**GIVEN PASSAGE:**
— Start —
# Cory Booker Blacks Must Understand Whites And Blackface. Done!



## Dellas (Feb 14, 2019)




----------



## Dellas (Feb 14, 2019)

There should be white spaces led by a while educator like DiAngelo to explain things and give them books to read to educate themselves but telling blacks to understand or be accommodating and make it all about them....
Booker can book and have all sorts of seats.


----------



## Lady-RuffDiamond (Feb 14, 2019)

Dellas said:


> There should be white spaces led by a while educator like DiAngelo to explain things and give them books to read to educate themselves but telling blacks to understand or be accommodating and make it all about them....
> Booker can book and have all sorts of seats.


You are pretty good to watch that vid in its entirety. I could bear that patronising crud for a mere 45 seconds.


----------



## awhyley (Feb 14, 2019)

I'm actually more interested in what he told his white friends about "this blackface thing".


----------



## LostInAdream (Feb 14, 2019)

Why would I need to put myself in the shoes of a group of people who don't even consider my group of people worthy of fundamental human rights?


----------



## kikigirl (Feb 14, 2019)

Maybe say “white privilege,” although even that is a stretch. Blackface has been known as bad since the dawn of ages.

In any case I stopped “educating” folks in November 2016.


----------



## Reinventing21 (Feb 14, 2019)

I have never understood this whole "they (YTs) just don't know", "we have to teach them", "they don't understand the pain they cause'.  FOR REAL?  This tiny group of people have managed to be at the top of the food chain due to their outright savagery and blatant, huge lies all while calling all others savages etc.  They know EXACTLY what they are doing.  They just don't want others to know they know.

I have NEVER felt the need to explain to them how/why racism is wrong...blah, blah.  It is a waste of time because there is well-thought out intent behind these actions.

 I also have never felt the need to plead with them to like me. I cringe when I see that in real life.
— End —
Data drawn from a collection
— Start —
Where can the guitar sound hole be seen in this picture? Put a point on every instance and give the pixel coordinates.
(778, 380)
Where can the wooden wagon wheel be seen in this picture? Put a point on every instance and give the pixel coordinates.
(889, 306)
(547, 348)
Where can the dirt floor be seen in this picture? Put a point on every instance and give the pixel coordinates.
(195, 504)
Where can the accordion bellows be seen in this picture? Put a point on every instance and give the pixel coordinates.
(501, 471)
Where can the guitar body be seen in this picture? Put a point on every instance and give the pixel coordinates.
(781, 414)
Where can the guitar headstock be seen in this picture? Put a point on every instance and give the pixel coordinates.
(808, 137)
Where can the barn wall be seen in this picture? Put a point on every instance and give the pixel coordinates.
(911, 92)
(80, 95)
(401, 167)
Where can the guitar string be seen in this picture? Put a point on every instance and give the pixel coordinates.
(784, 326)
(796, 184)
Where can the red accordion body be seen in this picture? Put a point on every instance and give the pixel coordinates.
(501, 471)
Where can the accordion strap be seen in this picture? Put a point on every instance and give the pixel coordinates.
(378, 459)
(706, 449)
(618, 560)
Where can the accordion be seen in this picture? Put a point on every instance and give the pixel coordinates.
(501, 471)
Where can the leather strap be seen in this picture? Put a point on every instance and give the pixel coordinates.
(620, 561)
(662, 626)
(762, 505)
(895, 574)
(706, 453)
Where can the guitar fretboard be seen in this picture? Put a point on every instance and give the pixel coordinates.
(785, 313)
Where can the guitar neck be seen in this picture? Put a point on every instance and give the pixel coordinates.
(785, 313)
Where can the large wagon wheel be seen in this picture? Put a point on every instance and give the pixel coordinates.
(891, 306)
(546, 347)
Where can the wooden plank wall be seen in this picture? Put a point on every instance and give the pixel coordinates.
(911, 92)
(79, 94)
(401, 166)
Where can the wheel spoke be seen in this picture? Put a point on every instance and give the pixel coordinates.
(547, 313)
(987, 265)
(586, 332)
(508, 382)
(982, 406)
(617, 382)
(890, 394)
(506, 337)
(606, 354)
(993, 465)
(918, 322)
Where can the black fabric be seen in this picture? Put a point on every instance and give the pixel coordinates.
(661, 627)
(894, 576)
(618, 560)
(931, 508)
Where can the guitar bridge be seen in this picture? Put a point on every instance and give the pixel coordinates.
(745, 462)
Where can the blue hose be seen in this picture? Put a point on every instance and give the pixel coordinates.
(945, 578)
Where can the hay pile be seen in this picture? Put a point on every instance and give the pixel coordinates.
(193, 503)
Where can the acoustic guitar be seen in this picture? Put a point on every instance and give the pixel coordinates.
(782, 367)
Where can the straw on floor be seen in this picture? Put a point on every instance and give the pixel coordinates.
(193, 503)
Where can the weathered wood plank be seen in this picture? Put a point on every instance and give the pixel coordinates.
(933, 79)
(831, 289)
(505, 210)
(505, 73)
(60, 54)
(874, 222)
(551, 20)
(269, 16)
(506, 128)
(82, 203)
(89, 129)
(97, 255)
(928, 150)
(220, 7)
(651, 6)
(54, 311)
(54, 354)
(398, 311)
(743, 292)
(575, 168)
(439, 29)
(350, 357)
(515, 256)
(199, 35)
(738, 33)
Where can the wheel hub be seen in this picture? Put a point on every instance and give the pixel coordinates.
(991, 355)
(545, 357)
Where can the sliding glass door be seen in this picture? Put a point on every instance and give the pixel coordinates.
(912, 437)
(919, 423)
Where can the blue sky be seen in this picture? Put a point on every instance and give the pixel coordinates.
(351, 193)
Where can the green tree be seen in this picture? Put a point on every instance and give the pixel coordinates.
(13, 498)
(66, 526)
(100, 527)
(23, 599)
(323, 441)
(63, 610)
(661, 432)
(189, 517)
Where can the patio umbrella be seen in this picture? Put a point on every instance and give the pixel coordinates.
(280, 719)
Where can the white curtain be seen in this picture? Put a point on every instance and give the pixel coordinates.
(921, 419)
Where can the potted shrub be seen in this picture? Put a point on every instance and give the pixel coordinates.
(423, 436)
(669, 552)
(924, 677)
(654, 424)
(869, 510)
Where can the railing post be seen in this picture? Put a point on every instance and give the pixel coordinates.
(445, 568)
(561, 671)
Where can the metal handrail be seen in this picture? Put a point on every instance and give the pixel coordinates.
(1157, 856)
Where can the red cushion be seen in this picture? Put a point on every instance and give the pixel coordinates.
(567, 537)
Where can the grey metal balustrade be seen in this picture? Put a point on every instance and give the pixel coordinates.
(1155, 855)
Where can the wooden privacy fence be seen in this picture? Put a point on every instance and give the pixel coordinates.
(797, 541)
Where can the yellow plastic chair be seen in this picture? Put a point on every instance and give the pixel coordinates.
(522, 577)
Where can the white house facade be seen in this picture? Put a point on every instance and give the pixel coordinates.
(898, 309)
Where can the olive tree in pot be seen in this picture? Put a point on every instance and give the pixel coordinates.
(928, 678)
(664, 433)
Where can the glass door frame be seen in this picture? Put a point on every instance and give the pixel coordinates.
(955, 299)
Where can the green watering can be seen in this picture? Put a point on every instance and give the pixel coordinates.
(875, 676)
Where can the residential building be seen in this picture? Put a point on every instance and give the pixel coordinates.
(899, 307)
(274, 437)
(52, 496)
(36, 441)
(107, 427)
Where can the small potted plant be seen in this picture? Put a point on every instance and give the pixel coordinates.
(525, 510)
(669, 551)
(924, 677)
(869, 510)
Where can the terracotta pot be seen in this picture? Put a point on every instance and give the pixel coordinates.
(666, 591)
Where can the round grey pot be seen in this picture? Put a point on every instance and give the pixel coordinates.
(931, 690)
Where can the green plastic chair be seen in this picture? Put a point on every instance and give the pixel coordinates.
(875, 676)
— End —
**TO DO:**
(a) Using the forum thread about Cory Booker and blackface above the rows, decide whether each statement agrees with it: (i) Lady-RuffDiamond watched the video for only 45 seconds; (ii) kikigirl stopped "educating" folks in 2018; (iii) Reinventing21 calls explaining why racism is wrong a waste of time. Answer yes or no for each and quote the words of the thread that decide it.
(b) List every distinct username that posts in the forum thread about Cory Booker and blackface, which appears above the rows.
(c) Go on with the forum thread about Cory Booker and blackface, shown above the rows, picking up after its final post.

**ANSWERS PROVIDED:**
(a)
(i) Yes: "I could bear that patronising crud for a mere 45 seconds."
(ii) No: "In any case I stopped “educating” folks in November 2016."
(iii) Yes: "It is a waste of time because there is well-thought out intent behind these actions."

(b) Dellas, Lady-RuffDiamond, awhyley, LostInAdream, kikigirl, Reinventing21

(c)
I only advocate for LAWS and CONSEQUENCES to their shennanigans as way to keep them in check.

Their worst fear is to discover they are not in any way superior, hence all the garbage stunts they pull.

Of course I am talking about the Eurocentric world view and as YTs collectively, not individuals as there are good, bad and crazy in all humans.

Bottom line: All melanins need to stop putting so much weight and value on the non-melanins' opinions to determine self-worth and place value in society.


----------



## Atthatday (Feb 14, 2019)

Reinventing21 said:


> I have never understood this whole "they (YTs) just don't know", "we have to teach them", "they don't understand the pain they cause'.  FOR REAL?  This tiny group of people have managed to be at the top of the food chain due to their outright savagery and blatant, huge lies all while calling all others savages etc.  They know EXACTLY what they are doing.  They just don't want others to know they know.
> 
> I have NEVER felt the need to explain to them how/why racism is wrong...blah, blah.  It is a waste of time because there is well-thought out intent behind these actions.
> 
> ...



Preach, Sis!!!


----------



## discodumpling (Feb 15, 2019)

I already dont like Bookers energy...prolly best fir me not to view the video. 
Ill  just leave yall with my usual statement: It will be up to US, my sisters. These men ain't ish.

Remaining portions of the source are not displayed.